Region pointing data
===============
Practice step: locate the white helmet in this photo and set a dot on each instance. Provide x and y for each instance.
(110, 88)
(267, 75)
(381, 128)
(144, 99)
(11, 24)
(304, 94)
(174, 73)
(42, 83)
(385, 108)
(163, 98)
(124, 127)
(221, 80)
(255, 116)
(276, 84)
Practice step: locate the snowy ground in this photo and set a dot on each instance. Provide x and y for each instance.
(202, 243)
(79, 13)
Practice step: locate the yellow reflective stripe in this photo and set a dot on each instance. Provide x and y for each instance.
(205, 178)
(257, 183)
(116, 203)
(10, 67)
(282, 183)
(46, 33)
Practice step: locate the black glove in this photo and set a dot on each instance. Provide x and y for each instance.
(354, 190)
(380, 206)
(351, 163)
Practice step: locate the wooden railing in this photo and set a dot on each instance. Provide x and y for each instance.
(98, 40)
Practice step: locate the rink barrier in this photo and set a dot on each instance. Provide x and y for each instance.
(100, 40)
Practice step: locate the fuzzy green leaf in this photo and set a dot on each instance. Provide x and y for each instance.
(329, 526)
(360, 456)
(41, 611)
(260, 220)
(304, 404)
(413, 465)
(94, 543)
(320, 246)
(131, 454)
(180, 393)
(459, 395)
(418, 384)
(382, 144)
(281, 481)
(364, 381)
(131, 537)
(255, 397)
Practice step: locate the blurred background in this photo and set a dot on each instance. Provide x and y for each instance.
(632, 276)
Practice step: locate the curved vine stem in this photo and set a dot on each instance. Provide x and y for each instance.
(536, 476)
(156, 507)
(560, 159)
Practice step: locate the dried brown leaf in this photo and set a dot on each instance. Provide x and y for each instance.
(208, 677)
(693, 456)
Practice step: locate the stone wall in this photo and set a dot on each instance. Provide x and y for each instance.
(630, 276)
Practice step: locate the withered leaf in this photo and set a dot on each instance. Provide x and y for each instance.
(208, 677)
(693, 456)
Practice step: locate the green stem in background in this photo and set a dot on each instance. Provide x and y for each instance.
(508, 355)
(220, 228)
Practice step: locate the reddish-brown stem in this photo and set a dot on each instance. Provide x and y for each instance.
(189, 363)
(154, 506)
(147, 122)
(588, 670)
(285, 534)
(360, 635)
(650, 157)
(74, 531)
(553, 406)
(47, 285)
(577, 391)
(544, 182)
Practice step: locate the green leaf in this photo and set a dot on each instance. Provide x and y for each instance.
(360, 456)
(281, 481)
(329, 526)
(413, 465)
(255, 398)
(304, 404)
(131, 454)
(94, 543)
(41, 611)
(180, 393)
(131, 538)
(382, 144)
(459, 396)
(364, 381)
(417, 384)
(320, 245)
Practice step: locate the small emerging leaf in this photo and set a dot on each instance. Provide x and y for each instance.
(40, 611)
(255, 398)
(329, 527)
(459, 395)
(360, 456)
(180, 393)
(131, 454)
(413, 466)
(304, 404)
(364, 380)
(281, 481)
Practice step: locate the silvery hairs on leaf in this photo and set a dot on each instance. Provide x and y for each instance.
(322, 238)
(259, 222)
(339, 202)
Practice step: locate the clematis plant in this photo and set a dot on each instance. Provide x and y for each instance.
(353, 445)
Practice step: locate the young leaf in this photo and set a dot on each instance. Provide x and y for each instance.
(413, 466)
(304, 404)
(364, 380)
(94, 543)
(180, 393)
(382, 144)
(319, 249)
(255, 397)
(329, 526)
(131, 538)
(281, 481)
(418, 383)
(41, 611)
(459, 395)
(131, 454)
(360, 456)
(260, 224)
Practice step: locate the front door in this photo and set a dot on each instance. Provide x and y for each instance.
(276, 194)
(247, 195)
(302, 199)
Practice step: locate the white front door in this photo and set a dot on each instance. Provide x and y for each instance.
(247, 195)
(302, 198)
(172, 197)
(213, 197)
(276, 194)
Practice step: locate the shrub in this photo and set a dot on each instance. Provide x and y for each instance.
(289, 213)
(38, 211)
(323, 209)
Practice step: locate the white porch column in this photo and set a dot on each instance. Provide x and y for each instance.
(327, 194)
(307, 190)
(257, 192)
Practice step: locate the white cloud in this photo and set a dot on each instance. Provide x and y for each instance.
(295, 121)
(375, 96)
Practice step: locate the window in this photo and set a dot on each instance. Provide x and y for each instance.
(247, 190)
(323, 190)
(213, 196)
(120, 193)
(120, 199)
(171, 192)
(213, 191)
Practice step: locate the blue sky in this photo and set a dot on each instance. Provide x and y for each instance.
===============
PROMPT. Would you please give the data above again, exactly as it appears?

OUTPUT OF THE TASK.
Practice step: locate the white helmet in this photo and set a dot on each instance. Provide x and y for each instance.
(110, 88)
(267, 75)
(381, 128)
(144, 99)
(11, 24)
(304, 94)
(174, 73)
(42, 83)
(385, 108)
(163, 98)
(124, 127)
(221, 80)
(255, 116)
(276, 84)
Practice step: locate the snowy ground in this photo and set a dot on each instance. Provide x and y for each instance.
(202, 243)
(79, 13)
Practice step: locate the yellow reflective stripe in this photo and set a dot on each instance. Provide x and y for each instance.
(205, 178)
(257, 183)
(116, 203)
(10, 67)
(282, 183)
(46, 33)
Practice step: locate the black glove in this photo and set a dot on each instance. Provide x and y for each instance.
(354, 190)
(380, 206)
(351, 163)
Practice step: locate the wooden railing in this photo and set a dot on each instance. Provide x and y for each instance.
(98, 40)
Practice step: locate the rink barrier in this photo and set a dot on each instance. Provide x and y for each instance.
(100, 40)
Practice step: locate the fuzzy green leaf in this photo and set a dot on each instance. Provide x and y for each instance.
(329, 526)
(360, 456)
(41, 611)
(260, 220)
(304, 404)
(413, 465)
(94, 543)
(320, 246)
(131, 454)
(180, 393)
(459, 395)
(418, 384)
(382, 144)
(281, 481)
(364, 381)
(131, 537)
(255, 397)
Practice step: locate the blurred background in this photo and set a dot on each instance. Provide x and y for each instance.
(632, 276)
Practice step: locate the curved vine stem in this photo and set a dot on each instance. Provide x and y for each instance.
(536, 476)
(156, 507)
(560, 159)
Practice step: locate the dried brown leaf in this photo and set a dot on each instance. Provide x and y for each instance.
(208, 677)
(693, 456)
Practice step: locate the stone wall in this photo and set a dot on each instance. Provide x and y for each instance.
(630, 276)
Practice step: locate the withered leaf in this photo and set a dot on each instance. Provide x and y for each instance.
(208, 677)
(693, 456)
Practice step: locate the green stem in background in this photo and set a dot on each instance. Provide x and y for each instance.
(508, 355)
(220, 228)
Practice step: locate the reddish-brown stem in this photo and set a dot on each instance. Provide x and y for each instance.
(189, 363)
(154, 506)
(147, 122)
(588, 670)
(285, 534)
(360, 635)
(650, 157)
(74, 531)
(553, 406)
(47, 285)
(577, 391)
(544, 182)
Practice step: locate the green leaf in this photo and set a dot on each instance. Provide x and y for each instance.
(360, 456)
(281, 481)
(329, 526)
(413, 465)
(255, 398)
(304, 404)
(131, 454)
(94, 543)
(41, 611)
(180, 393)
(131, 538)
(382, 144)
(459, 396)
(364, 381)
(417, 384)
(320, 245)
Practice step: locate the small emerging leaf in this photo and set a dot on each instance. Provide x and y for each instance.
(40, 611)
(255, 398)
(329, 527)
(459, 395)
(360, 456)
(180, 393)
(131, 454)
(413, 466)
(304, 404)
(364, 380)
(281, 481)
Practice step: locate the silvery hairs on leaf in this photo and set a dot on each instance. Provide x and y for each instance.
(322, 238)
(259, 222)
(339, 202)
Practice step: locate the clematis plant in this photo and set a dot on each instance. Provide x and y for each instance.
(353, 445)
Practice step: locate the young leaf in this photo and set a dot on each instance. Provide x and y for each instance.
(413, 466)
(304, 404)
(364, 380)
(94, 543)
(180, 393)
(382, 144)
(319, 249)
(255, 397)
(329, 526)
(131, 538)
(281, 481)
(418, 383)
(41, 611)
(459, 395)
(131, 454)
(360, 456)
(260, 224)
Practice step: locate the front door in this photo and set a dot on each instance. Provide x and y for each instance.
(276, 194)
(247, 195)
(302, 199)
Practice step: locate the white front door in this photo and set a dot on each instance. Provide x and y for each instance.
(247, 195)
(302, 198)
(172, 197)
(213, 197)
(276, 194)
Practice step: locate the shrub in this photo and set a dot on each instance. Provide x and y for each instance.
(289, 213)
(38, 211)
(323, 209)
Practice step: locate the white porch column in this photo and set a dot on each instance. Provide x and y for each instance.
(327, 194)
(307, 190)
(257, 192)
Practice step: locate the white cloud in this photo and set a dot on each instance. Provide x and y for each instance.
(295, 121)
(375, 96)
Practice step: locate the window in this photo and set a dot on each instance. Provide x and y for each instance.
(247, 190)
(323, 190)
(213, 196)
(120, 193)
(120, 199)
(171, 192)
(213, 191)
Practice step: locate the blue sky in this photo and set a dot on each instance. Provide x and y for each instance.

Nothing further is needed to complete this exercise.